── Supplied records
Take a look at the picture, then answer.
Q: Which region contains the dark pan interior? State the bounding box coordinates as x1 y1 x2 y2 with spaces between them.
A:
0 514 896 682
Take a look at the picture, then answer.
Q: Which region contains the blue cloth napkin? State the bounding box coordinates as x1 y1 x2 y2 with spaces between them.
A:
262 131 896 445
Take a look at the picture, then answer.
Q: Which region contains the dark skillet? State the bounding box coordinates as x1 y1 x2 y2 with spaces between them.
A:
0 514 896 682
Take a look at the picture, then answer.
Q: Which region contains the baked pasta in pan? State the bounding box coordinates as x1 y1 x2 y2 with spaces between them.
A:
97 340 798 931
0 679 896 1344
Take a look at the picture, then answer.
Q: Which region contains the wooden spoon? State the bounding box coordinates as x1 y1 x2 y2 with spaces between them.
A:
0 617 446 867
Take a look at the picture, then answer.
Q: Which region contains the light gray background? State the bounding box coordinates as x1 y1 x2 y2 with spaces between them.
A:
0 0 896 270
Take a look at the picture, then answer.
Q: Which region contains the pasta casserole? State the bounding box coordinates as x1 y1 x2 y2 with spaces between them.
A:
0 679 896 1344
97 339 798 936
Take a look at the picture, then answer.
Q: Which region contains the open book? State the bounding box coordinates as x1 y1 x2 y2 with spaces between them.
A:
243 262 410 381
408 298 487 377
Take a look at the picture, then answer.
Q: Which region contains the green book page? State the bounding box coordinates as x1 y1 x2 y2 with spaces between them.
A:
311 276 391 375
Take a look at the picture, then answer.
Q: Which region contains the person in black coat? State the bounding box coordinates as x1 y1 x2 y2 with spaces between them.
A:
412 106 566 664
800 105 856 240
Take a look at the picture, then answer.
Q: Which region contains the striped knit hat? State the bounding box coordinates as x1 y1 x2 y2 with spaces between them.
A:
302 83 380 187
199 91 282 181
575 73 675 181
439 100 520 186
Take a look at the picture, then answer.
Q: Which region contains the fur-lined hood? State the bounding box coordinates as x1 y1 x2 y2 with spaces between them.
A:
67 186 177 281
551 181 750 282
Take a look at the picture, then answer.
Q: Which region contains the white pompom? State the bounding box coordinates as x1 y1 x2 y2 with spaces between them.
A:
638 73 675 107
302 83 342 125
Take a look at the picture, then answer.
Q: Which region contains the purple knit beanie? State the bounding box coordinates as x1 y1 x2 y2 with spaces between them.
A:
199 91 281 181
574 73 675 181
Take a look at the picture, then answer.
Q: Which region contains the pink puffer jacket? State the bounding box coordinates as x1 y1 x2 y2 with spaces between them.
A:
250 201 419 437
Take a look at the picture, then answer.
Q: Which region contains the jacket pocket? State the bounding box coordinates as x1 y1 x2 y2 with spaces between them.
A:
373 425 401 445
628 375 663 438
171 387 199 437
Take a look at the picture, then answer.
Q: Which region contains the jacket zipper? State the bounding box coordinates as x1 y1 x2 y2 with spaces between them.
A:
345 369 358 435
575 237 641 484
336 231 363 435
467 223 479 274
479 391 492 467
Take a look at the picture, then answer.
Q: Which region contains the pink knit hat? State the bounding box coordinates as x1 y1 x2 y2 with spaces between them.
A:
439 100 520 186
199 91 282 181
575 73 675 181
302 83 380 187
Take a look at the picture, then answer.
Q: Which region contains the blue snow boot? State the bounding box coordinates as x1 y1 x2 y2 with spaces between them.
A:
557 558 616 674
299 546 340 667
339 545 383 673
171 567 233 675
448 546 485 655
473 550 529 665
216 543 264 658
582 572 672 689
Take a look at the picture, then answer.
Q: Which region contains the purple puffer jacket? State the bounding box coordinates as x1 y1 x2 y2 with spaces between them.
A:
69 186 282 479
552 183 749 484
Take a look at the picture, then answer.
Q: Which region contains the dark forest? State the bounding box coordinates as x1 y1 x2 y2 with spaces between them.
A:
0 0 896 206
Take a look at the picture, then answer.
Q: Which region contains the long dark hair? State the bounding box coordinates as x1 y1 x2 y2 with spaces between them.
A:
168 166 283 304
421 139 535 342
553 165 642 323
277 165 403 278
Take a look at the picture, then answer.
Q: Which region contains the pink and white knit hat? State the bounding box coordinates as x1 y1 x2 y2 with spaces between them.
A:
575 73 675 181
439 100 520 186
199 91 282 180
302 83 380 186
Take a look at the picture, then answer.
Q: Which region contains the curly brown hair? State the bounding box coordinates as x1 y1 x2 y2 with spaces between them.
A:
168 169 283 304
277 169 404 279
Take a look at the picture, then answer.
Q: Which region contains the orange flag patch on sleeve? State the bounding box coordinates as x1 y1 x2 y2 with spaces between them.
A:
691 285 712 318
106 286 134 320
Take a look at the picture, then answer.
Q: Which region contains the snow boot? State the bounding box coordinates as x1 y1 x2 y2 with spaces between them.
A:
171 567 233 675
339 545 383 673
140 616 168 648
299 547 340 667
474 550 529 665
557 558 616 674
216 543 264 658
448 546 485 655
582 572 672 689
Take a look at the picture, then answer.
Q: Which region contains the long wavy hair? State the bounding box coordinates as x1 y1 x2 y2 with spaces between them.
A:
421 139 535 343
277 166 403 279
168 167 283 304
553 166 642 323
────
**Task directions**
Locate every line in the material above that contains the string "book", and copy each such line. The match is case-sensitive.

**Response**
Q: Which region contains the open book? State the bounding box coordinates as x1 y1 x2 y2 with spaces between them.
Q: Which region contains the green book page? State the bounding box coordinates as x1 y1 x2 y2 with spaces between them.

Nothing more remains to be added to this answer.